**GIVEN PASSAGE**
Tuesday, 16 August 2011

Financial Elder Abuse - A case history.

The following case study focuses on the repeated ‘Financial abuse’ of an elderly woman.

A definition of financial abuse:

 ‘Stealing from, defrauding someone of, or coercing someone to part with goods and or property.’ (Action on Elder Abuse.)

Case Study  Mary

Mary is now 88 years old and lives alone. She has a variety of medical conditions that reduce her ability to mobilize without the aid of a wheeled trolley. She also suffers from severe hearing loss. This has the added effect of causing further social isolation. She refuses to attend any of the available Day Centres, as she feels unable to communicate or join in conversations.

Whilst Mary tries to maintain as much independence as possible, she does have a visit from private carers twice a day. In addition to the carers, she also relies heavily on her next-door neighbours who have acted as her advocates on many occasions over the last eight years.

Her dependence on them has increased as her health and mobility issues have exacerbated.
The first instance of financial abuse followed the death of her brother, eight years ago. 

Having lived a reclusive lifestyle with her brother for many years, Mary’s world was shattered one winter when her brother collapsed at home. Unable to get him up by herself, and the only neighbour they would talk to away, Mary eventually called the ambulance service, two days after her brother’s collapse.

Being concerned with the state of the house and both occupants, the crew took both Mary and her brother to the hospital. Her brother was admitted, however, following reports from the Ambulance crew, the living conditions at the bungalow were deemed unsuitable for Mary to return. With her brother unconscious, the only other relative was her estranged nephew.

The police contacted him. As the only other living relative, it was his responsibility to help sort Mary’s accommodation out. Having had no contact for over 17 years due to an acrimonious family split, he told social services to put Mary in a home.

Within two days of being in the care home, Mary’s brother had died. Despite repeatedly asking to go and see him in the hospital, her nephew refused. He did concede and take her to the funeral. Her neighbours also attended. She told them that she wanted to go home, but the nephew said that she couldn’t whilst the house was a health hazard.

During the following 12 months, Mary remained a resident at the care home. Her nephew committed probate fraud, acquired ownership of her car and gave it to his daughter, gutted the property, throwing all personal belongings into a skip, renovated the bungalow in an unsuitable manner for a disabled person to return to. 

He insisted that Mary sign cheques for things she didn’t understand and cleared out her brother’s savings and accounts. He also refused to take her back to the house or to let her see a solicitor. Mary also reports that jewellery and a large sum of money were removed from the house.

**EXERCISE REQUIREMENTS**
Please explain, using the case history, why Mary refuses to go to any of the available Day Centres.

**THE DATA**
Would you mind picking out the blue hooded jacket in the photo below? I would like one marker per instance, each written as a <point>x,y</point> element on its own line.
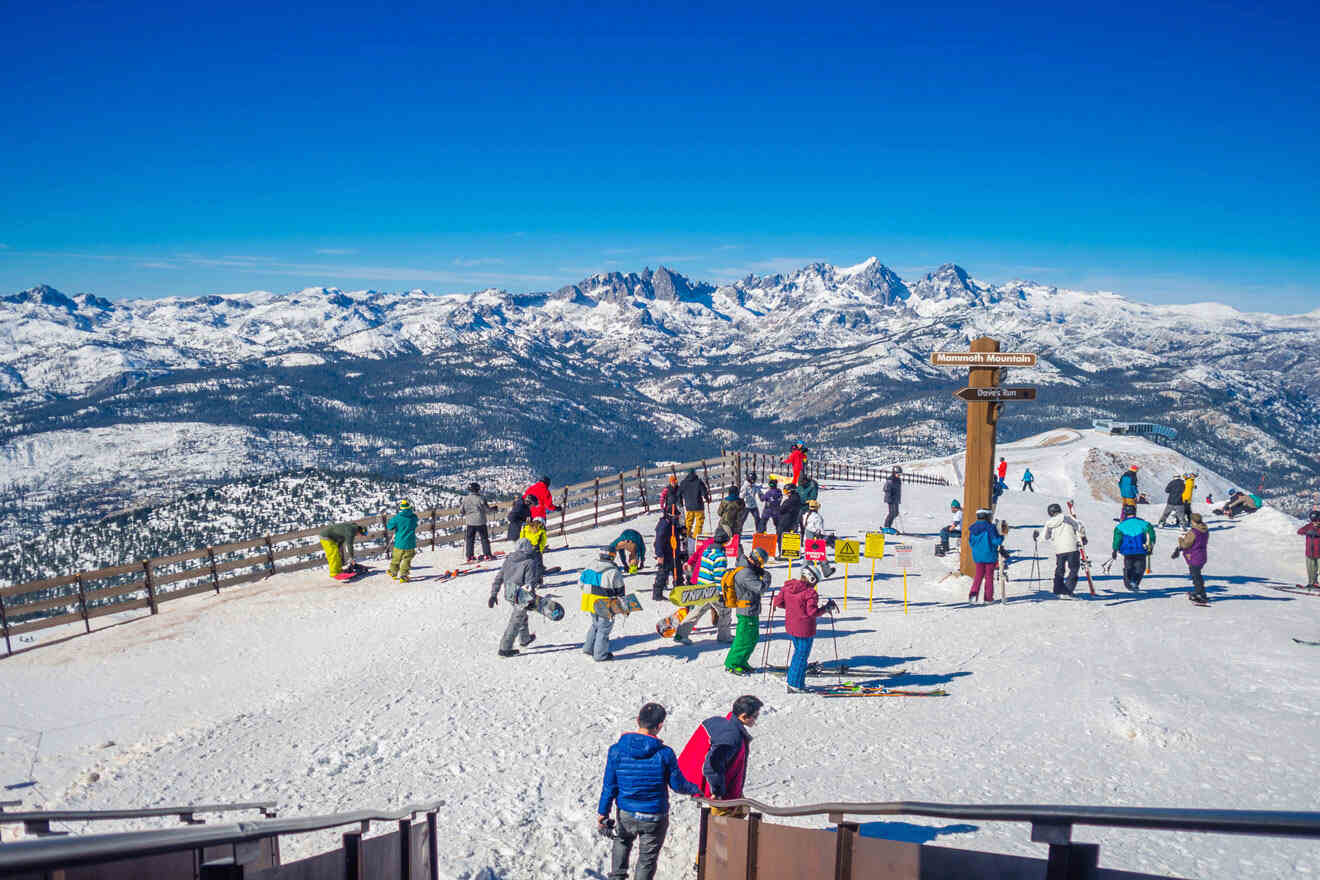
<point>638,775</point>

**ANSWER SPACE**
Mary refuses because she feels unable to communicate or join in conversations there.